Source document:
As with all things, there is a time to sow and a time to reap. Humans being lazy and greedy, we try to extend the reaping, which Austian economics abhors as destructive. I'm not disagreeing with their conclusions, but some of the recommendations from the Austrian school aren't well aligned with what's worked in the past. This isn't necessarily a flaw in the theory so much as in the people applying it and their own prejudices.
Small and unique business grows during a crisis because of necessity. I remember reading of an electrical engineer who was fixing small appliances in his home for a dollar or two during the depression, as he simply could not find work that paid enough for his debts. He managed to work himself out of debt eventually. He would not have done this save for necessity. A friend of mine's father bought literally barrels of parts for guns and pistols from surplus sales and closings during the depression, and when his son wanted a little extra money he'd go pick through parts and make a couple of guns to sell. Millions of people had gardens during the depression, tearing out flower beds to grow their tomatoes and corn. Conditions create the necessity which force people to create the solution.
Higgs, what I was hoping people would take away from that historical table was that there is a reason why we've got problems collecting taxes and inspecting beef and controlling the greed of the hedge funds and maintaining peace in the world. We generally have the laws, but we'd increased the population of the US by over 100,000,000 in the period from the sixties to now, but we are trying to do the controls with a smaller group. We tried to fight two wars with a smaller military than we had during Vietnam. It is neither shocking nor surprising that attempting to manage complex matters with understaffed offices doesn't work well - it's not logical to expect it to work well. It does lead to the attitudes John describes, in which everyone in the offices recommends just ignoring everything, because they can't do anything else and they've been drowned in meaningless paperwork which is supposed to "prove" what a good job they are doing, so they fill out paperwork instead of actually being able to do the damned work. And it leads to government grants to independant agencies that are supposed to do the work, but often don't. And somehow we convince ourselves that we can vote for "smaller government and less taxes" but get 1/3 more meat inspections and more roads and more of everything we want just because we said we want it cheaper. Wishing for the moon doesn't work, and nothing is free. And you will ALWAYS pay the price, if you don't pay for the meat inspections, then you pay in hospital bills and sick people and monster recalls that will cost the companies more than just paying for the inspections and complying (that's that self destructive part of Austrian economics at work).

What this exercise asks:
a: According to the post on Austrian economics, by how much had the population of the US grown between the sixties and now?
b: Pick up the post on Austrian economics after its final sentence and carry it forward.
The rows have no connection to the post on Austrian economics.

Exercise data:

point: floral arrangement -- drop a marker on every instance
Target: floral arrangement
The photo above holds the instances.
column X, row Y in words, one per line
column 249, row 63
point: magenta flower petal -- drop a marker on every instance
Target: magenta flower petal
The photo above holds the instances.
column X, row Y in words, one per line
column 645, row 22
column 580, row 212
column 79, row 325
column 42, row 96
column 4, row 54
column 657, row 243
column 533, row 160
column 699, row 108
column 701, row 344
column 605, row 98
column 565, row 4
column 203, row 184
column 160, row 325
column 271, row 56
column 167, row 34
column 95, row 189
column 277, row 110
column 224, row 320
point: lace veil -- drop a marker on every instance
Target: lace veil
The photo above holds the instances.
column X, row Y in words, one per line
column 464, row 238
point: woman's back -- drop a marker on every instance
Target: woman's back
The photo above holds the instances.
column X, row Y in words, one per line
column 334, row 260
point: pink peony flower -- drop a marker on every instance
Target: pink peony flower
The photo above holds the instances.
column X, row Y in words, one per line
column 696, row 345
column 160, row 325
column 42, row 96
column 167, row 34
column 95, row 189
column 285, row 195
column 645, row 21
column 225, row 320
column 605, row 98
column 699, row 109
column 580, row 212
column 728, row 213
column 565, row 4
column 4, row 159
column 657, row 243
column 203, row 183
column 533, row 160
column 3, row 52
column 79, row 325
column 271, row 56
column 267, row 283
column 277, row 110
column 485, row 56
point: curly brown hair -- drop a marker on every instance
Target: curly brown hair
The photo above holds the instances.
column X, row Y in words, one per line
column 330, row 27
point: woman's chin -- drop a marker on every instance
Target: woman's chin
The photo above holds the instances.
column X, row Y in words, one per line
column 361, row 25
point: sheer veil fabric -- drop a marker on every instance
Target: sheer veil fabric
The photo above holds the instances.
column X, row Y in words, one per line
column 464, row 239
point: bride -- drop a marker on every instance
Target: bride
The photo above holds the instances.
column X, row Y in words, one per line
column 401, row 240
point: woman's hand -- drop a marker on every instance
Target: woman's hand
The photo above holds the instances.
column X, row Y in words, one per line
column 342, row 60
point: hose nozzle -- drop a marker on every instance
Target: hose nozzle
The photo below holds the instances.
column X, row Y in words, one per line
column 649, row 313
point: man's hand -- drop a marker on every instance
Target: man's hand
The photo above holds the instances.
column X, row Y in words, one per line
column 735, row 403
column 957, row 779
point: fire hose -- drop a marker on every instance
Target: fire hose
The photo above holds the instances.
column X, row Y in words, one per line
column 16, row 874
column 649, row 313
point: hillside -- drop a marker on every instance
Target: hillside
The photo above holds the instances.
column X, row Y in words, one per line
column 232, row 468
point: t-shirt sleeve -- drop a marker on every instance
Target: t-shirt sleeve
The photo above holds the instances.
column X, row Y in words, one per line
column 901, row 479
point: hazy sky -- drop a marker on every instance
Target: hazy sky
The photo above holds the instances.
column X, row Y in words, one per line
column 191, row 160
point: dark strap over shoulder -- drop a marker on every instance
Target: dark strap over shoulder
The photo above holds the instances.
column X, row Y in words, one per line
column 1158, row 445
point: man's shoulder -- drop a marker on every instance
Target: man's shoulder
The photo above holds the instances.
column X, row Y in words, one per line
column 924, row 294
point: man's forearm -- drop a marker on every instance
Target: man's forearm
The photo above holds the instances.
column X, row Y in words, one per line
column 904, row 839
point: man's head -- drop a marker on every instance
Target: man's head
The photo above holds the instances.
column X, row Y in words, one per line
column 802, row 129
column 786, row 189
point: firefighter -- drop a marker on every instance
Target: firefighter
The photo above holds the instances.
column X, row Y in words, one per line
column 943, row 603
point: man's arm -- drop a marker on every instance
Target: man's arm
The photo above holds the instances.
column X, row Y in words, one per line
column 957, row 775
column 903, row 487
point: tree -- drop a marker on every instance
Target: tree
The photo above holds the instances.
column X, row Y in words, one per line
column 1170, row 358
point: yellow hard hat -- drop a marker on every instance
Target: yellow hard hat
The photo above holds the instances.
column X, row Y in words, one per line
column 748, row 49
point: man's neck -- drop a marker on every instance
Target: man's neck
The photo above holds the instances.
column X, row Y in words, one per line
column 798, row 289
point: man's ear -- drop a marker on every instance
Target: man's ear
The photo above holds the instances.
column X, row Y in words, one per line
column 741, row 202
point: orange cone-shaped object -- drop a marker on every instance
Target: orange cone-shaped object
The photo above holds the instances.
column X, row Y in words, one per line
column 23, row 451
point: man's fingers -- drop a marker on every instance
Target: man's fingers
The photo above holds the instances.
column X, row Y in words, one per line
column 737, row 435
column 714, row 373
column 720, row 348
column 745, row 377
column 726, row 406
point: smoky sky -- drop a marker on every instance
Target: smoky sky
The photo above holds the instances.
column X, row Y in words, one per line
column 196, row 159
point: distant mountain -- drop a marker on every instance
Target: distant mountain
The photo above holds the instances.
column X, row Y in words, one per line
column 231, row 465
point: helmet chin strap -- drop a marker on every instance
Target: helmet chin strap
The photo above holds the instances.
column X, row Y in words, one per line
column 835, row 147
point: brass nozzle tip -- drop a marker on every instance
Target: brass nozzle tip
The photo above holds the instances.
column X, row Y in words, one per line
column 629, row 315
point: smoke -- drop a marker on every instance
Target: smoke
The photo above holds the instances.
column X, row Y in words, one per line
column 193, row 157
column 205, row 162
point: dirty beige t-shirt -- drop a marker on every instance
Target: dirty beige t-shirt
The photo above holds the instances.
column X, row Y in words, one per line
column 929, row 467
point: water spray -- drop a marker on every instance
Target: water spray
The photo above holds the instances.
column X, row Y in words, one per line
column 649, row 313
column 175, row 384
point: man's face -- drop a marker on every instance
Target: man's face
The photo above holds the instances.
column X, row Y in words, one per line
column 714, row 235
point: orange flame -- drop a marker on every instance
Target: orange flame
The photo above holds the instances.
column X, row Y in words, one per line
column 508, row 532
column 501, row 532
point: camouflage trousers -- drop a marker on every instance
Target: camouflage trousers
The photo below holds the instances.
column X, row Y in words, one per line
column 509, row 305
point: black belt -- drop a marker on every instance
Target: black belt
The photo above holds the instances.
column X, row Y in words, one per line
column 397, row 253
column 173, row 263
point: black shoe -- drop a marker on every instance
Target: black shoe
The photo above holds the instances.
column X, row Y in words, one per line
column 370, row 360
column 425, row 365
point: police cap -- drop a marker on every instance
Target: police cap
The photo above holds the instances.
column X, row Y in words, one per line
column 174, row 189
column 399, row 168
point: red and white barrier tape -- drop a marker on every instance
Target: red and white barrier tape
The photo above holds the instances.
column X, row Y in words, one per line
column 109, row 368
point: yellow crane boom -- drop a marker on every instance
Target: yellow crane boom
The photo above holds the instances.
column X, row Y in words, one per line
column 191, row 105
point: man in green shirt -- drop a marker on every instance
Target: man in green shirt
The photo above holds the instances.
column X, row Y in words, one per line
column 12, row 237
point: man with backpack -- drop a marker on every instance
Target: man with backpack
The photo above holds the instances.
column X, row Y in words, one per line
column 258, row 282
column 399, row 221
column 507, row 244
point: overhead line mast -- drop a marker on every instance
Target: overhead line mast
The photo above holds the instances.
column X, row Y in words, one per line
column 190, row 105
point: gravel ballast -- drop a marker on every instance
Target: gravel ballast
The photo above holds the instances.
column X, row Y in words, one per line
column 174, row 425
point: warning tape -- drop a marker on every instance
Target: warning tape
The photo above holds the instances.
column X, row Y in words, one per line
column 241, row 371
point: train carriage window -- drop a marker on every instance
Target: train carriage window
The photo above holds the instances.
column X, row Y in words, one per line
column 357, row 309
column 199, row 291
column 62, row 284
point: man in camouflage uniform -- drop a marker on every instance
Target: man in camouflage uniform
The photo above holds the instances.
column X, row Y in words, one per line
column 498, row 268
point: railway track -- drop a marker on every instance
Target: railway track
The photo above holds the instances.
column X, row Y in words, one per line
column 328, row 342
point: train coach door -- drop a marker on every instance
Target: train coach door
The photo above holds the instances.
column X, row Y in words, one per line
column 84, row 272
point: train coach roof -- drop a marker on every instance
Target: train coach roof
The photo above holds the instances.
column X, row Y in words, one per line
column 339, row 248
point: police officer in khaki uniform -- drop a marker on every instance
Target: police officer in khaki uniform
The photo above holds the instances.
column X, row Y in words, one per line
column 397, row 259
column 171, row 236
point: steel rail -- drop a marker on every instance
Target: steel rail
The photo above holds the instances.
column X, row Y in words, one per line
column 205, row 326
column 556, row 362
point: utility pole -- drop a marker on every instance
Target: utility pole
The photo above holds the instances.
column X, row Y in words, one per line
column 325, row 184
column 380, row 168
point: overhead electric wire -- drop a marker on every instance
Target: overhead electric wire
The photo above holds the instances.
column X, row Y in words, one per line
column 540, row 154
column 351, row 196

Answers to this exercise:
a: By over 100,000,000.

b:
Aedens, I fully agree that millions of people truly desire to see everything go to wrack and ruin. I know them, and I don't understand them at all. I spent ages demonstrating to one of those folks some time back pretty much exactly what would happen when conventional oil production peaked, it did and it has and it's pretty much followed expectations (with a few surprises OFC, I'm not the witch of Endor or anything) as to increased prices, decreased usage, and ramped up production. He's happier and more logical now about such issues, but there isn't enough time in the world to discuss such things with all these people. Making logical plans for shifting production and supplies is one thing, knowing the prices will shift is good, sitting in a corner and crying because the axe might fall on a child doesn't make any sense. Go pull it out of the wall, dammit.